== Prompt ==
Rewrite all of the data below so that "Locate each occurrence of" takes the place of "Find every instance of" wherever it appears, leaving everything else unchanged. Leave the pictures out of your answer.

== Data for processing ==

>> BEGIN

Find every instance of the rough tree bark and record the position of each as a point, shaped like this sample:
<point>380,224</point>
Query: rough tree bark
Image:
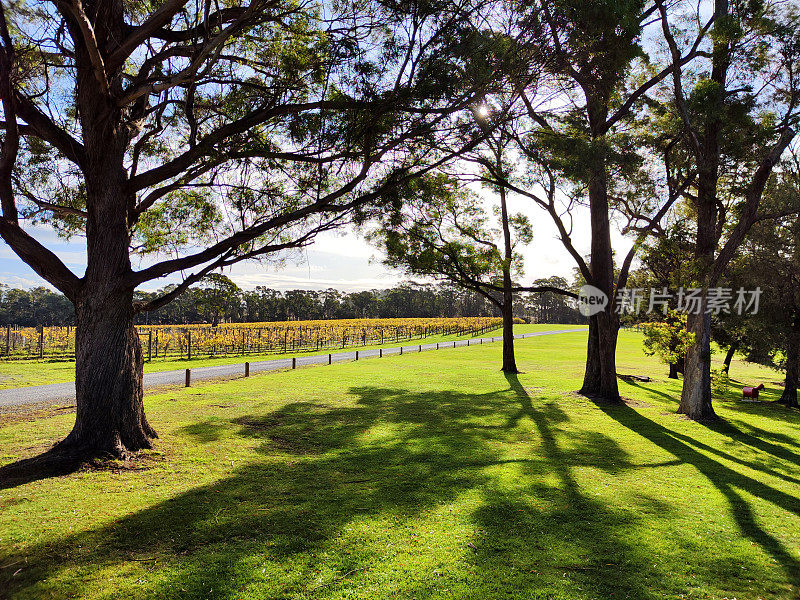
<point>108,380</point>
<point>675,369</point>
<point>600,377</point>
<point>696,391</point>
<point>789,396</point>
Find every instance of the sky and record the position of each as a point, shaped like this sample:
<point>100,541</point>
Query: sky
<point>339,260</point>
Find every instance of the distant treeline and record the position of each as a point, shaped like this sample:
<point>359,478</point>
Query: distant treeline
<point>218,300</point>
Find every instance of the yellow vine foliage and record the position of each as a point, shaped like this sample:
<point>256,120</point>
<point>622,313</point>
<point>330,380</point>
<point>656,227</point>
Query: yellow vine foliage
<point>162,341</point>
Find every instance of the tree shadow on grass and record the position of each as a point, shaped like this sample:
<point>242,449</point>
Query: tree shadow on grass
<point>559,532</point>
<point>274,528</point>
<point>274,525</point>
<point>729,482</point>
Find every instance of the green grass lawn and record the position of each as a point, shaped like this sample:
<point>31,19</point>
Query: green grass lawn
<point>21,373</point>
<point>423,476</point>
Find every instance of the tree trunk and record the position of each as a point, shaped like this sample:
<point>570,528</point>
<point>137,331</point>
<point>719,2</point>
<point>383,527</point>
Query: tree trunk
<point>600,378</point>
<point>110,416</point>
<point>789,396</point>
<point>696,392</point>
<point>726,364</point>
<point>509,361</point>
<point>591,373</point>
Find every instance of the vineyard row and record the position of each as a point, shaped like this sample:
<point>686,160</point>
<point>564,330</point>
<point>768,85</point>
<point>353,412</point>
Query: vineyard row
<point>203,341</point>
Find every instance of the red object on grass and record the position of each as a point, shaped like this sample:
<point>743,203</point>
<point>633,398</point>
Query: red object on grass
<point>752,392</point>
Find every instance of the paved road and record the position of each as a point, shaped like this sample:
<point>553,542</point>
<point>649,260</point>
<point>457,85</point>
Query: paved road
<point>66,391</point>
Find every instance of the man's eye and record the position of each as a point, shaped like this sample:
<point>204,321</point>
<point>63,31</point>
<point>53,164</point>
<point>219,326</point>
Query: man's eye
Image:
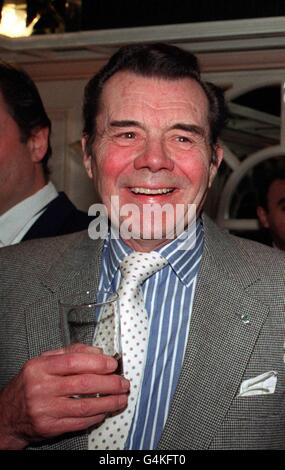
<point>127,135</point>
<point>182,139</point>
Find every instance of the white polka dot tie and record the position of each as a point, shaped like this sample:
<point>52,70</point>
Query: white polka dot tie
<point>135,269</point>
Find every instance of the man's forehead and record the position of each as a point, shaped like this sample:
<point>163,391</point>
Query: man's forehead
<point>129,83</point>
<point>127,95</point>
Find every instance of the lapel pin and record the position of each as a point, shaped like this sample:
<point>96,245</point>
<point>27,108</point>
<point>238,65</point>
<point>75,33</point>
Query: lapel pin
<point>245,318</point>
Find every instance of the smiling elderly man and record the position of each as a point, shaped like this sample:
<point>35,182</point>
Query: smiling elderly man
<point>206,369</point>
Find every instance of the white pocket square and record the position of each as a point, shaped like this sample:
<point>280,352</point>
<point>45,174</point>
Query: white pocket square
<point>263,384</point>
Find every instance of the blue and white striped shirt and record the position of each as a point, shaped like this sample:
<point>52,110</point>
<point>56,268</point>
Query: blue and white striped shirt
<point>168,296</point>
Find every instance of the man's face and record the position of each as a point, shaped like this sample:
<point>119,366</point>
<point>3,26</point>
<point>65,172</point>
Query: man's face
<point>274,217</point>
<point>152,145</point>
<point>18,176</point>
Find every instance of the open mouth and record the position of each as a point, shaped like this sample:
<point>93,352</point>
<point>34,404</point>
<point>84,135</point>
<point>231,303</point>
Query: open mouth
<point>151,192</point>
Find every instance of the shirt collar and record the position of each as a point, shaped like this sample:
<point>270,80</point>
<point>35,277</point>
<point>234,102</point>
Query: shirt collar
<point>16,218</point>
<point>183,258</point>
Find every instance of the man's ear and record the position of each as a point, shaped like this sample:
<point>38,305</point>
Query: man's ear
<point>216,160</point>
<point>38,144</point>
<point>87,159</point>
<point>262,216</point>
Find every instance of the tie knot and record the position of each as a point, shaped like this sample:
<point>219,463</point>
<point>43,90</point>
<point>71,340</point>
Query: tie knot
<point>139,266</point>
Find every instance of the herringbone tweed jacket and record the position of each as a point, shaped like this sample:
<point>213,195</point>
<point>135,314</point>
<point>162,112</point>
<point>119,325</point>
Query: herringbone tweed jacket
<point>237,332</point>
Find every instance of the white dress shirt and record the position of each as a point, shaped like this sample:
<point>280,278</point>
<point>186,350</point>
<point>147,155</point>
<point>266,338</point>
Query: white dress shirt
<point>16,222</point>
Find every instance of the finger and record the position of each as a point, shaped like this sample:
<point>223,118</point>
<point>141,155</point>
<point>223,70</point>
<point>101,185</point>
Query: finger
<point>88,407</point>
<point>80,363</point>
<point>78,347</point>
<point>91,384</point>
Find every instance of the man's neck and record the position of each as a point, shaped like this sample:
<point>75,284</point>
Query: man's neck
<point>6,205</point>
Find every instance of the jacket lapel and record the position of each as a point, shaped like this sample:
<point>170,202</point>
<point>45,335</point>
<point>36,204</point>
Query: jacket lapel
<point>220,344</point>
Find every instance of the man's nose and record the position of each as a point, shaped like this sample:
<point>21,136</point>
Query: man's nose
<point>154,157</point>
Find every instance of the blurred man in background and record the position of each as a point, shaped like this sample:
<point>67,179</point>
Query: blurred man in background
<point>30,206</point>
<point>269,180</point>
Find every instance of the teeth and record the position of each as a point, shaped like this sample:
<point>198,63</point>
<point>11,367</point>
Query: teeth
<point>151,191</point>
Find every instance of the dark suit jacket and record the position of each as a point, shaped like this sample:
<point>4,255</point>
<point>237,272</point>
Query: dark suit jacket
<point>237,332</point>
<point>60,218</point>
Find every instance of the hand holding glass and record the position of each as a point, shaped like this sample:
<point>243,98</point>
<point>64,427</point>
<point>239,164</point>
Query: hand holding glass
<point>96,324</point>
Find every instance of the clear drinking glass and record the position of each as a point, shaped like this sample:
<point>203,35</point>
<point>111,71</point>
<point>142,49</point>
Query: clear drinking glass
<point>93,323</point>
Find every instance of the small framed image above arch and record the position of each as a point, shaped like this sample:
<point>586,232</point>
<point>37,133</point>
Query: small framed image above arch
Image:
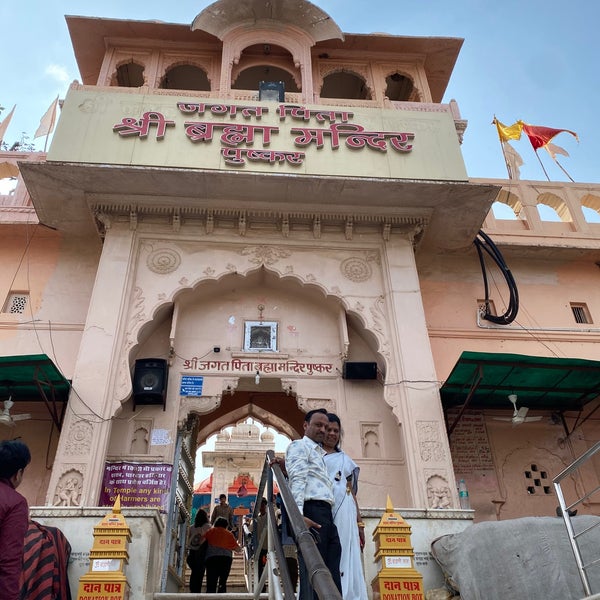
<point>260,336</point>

>> END

== Response for this exercise ==
Locate each occurrence of the rough tree bark and record the position of each as a point, shaped like this sample:
<point>380,224</point>
Query: rough tree bark
Image:
<point>108,380</point>
<point>675,369</point>
<point>600,377</point>
<point>696,391</point>
<point>789,396</point>
Locate each occurrence of the sky and record the position of each as a point, shaped like this sample:
<point>100,541</point>
Query: sky
<point>339,260</point>
Locate each occurrence of the distant treeline and record the position of each as a point, shaped like this sample:
<point>359,478</point>
Query: distant treeline
<point>218,300</point>
Locate each occurrence of the yellow vine foliage and record the position of each as a point, shaped like this sample:
<point>256,120</point>
<point>622,313</point>
<point>330,380</point>
<point>656,227</point>
Query: yellow vine foliage
<point>162,341</point>
Locate each occurrence of the tree shadow on grass and record the position of each as a point, shaped like this sample:
<point>242,449</point>
Query: tree shadow on grass
<point>559,532</point>
<point>274,528</point>
<point>274,525</point>
<point>729,482</point>
Locate each occurrence of the green grass lawn and record the position of each as a point, shaped like this sample:
<point>31,19</point>
Query: green grass lawn
<point>21,373</point>
<point>423,476</point>
Locate each occurrence of the tree trunk and record the position of each as a point, shaped like this sample:
<point>570,528</point>
<point>137,331</point>
<point>719,2</point>
<point>383,527</point>
Query: tree trunk
<point>600,378</point>
<point>110,416</point>
<point>789,396</point>
<point>696,392</point>
<point>726,364</point>
<point>509,361</point>
<point>591,373</point>
Locate each occurrence of the vineyard row and record the position of each as a point, shaped like this sample:
<point>686,160</point>
<point>564,330</point>
<point>768,85</point>
<point>353,412</point>
Query: vineyard row
<point>203,341</point>
Locate each occurrence of the red object on grass and record the position of each as a point, shaped like this sample:
<point>743,203</point>
<point>633,398</point>
Query: red object on grass
<point>752,392</point>
Locate each occurrence of the paved road and record the position of each as a point, shaped like this sample:
<point>553,542</point>
<point>649,260</point>
<point>457,85</point>
Query: paved road
<point>66,391</point>
Locate each occurrence of the man's eye and record the position of each as a point, shaped like this sample:
<point>204,321</point>
<point>63,31</point>
<point>53,164</point>
<point>219,326</point>
Query: man's eye
Image:
<point>127,135</point>
<point>182,139</point>
Locate each occurrence of the white polka dot tie and record the position of each as a point, shaped like this sample:
<point>52,70</point>
Query: white polka dot tie
<point>135,269</point>
Locate each occurrence of the man's forehead and record the position of each as a point, shaped like this sample:
<point>163,391</point>
Query: man's forehead
<point>129,83</point>
<point>127,95</point>
Locate each occurrence of the lapel pin and record the position of each as a point, shaped like this sample:
<point>96,245</point>
<point>27,108</point>
<point>238,65</point>
<point>75,33</point>
Query: lapel pin
<point>245,318</point>
Locate each occurrence of the smiling elderly man and record the position of each as a point, shaped like this sample:
<point>35,182</point>
Query: smiling elderly man
<point>206,369</point>
Locate each occurrence of the white pocket square and record the position of each as a point, shaped like this sample:
<point>280,352</point>
<point>45,174</point>
Query: white pocket square
<point>263,384</point>
Locate each occurrence of the blue and white striped shirt and record the position of each as a point, shaped like this sample:
<point>52,110</point>
<point>56,268</point>
Query: blue and white striped shirt
<point>168,296</point>
Locate each occurrence of the man's face and record the position of each as a point, shaped like this sample:
<point>119,366</point>
<point>3,26</point>
<point>65,172</point>
Query: man's face
<point>274,217</point>
<point>152,145</point>
<point>18,176</point>
Locate each occurrence of the open mouth and record the position of each as a point, shaped like this sample:
<point>93,352</point>
<point>34,404</point>
<point>84,135</point>
<point>231,303</point>
Query: open mouth
<point>151,192</point>
Locate each occurrence of the shirt collar and record the position of each as a point, shaped like this sample:
<point>270,80</point>
<point>35,277</point>
<point>234,102</point>
Query: shirt collar
<point>16,218</point>
<point>183,258</point>
Locate each occurrence of the man's ear and record the position of each as a point, shaped like this sample:
<point>38,305</point>
Query: man's ear
<point>216,160</point>
<point>38,144</point>
<point>87,159</point>
<point>262,216</point>
Locate each occurrence of the tie knot and record the position of each as a point, shaped like this sample:
<point>219,463</point>
<point>43,90</point>
<point>71,340</point>
Query: tie knot
<point>139,266</point>
Locate each occurrence of the herringbone tweed jacket and record the position of each as a point, shaped like this sample:
<point>213,195</point>
<point>135,314</point>
<point>162,112</point>
<point>119,325</point>
Query: herringbone tweed jacket
<point>237,332</point>
Locate each occurrence of the white dress shirt and record the position of each as a point, shaped like this sample:
<point>280,278</point>
<point>186,350</point>
<point>147,155</point>
<point>266,338</point>
Query: white dress shirt
<point>16,222</point>
Locate each occurrence of the finger and record the position of each as a point, shaped like this sample:
<point>223,118</point>
<point>141,155</point>
<point>223,70</point>
<point>101,185</point>
Query: finger
<point>88,407</point>
<point>80,363</point>
<point>78,347</point>
<point>91,384</point>
Locate each occurrence of the man's neck and record the position of each as a point, shaped like this sample:
<point>75,284</point>
Query: man's neck
<point>6,205</point>
Locate each occurrence of the jacket lapel and record the position of each as a point, shaped like this sample:
<point>170,202</point>
<point>45,335</point>
<point>36,204</point>
Query: jacket lapel
<point>220,344</point>
Locate each occurrence of the man's nose and record the position of each as a point, shaped like this sample:
<point>21,136</point>
Query: man's nose
<point>154,157</point>
Locate each occurrence of the blurred man in background and record the position of each as a point, shaped like this sample:
<point>67,179</point>
Query: blurred man in background
<point>30,206</point>
<point>269,180</point>
Locate each occurrence of the teeth and record the position of each as a point, shaped like this sample:
<point>198,63</point>
<point>11,367</point>
Query: teeth
<point>151,191</point>
Locate each occurrence of the dark suit jacket and record the position of each as a point, shaped like this sample:
<point>4,255</point>
<point>237,272</point>
Query: dark suit jacket
<point>237,332</point>
<point>60,218</point>
Locate each occurrence of the hand holding glass and record the position of each as a point, shaped like this sample:
<point>243,98</point>
<point>64,427</point>
<point>239,164</point>
Query: hand holding glass
<point>96,324</point>
Locate each occurrence of the clear drinking glass and record the position of each as a point, shaped like this sample:
<point>203,35</point>
<point>111,71</point>
<point>142,49</point>
Query: clear drinking glass
<point>93,323</point>
Locate each occurrence of the small framed image above arch and record the position of each as a point, shaped like this sample:
<point>586,232</point>
<point>37,133</point>
Query: small framed image above arch
Image:
<point>260,336</point>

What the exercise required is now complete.